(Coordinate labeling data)
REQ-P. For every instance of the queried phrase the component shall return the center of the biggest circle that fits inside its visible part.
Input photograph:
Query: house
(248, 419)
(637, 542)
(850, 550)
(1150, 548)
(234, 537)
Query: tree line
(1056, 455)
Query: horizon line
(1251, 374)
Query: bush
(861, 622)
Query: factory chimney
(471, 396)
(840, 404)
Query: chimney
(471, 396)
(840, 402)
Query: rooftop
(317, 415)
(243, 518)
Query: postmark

WRITTEN REQUEST:
Rescale the data above by writing out every line again, unchanged except that each coordinate in the answers is multiplied by 2.45 and rounded to a whole number, with halves rounded up.

THE RESULT:
REQ-P. For every instance of the queried phrase the component shall return the center of the biggest circle that fits inside its visible part.
Input photograph:
Query: house
(608, 1027)
(1561, 1328)
(2083, 1348)
(2818, 1343)
(573, 1316)
Query: tree line
(2587, 1115)
Query: horizon line
(3065, 916)
Query: bush
(2109, 1524)
Query: factory chimney
(1154, 970)
(2058, 990)
Query: chimney
(1154, 970)
(2058, 985)
Query: rooftop
(777, 1017)
(595, 1269)
Query: postmark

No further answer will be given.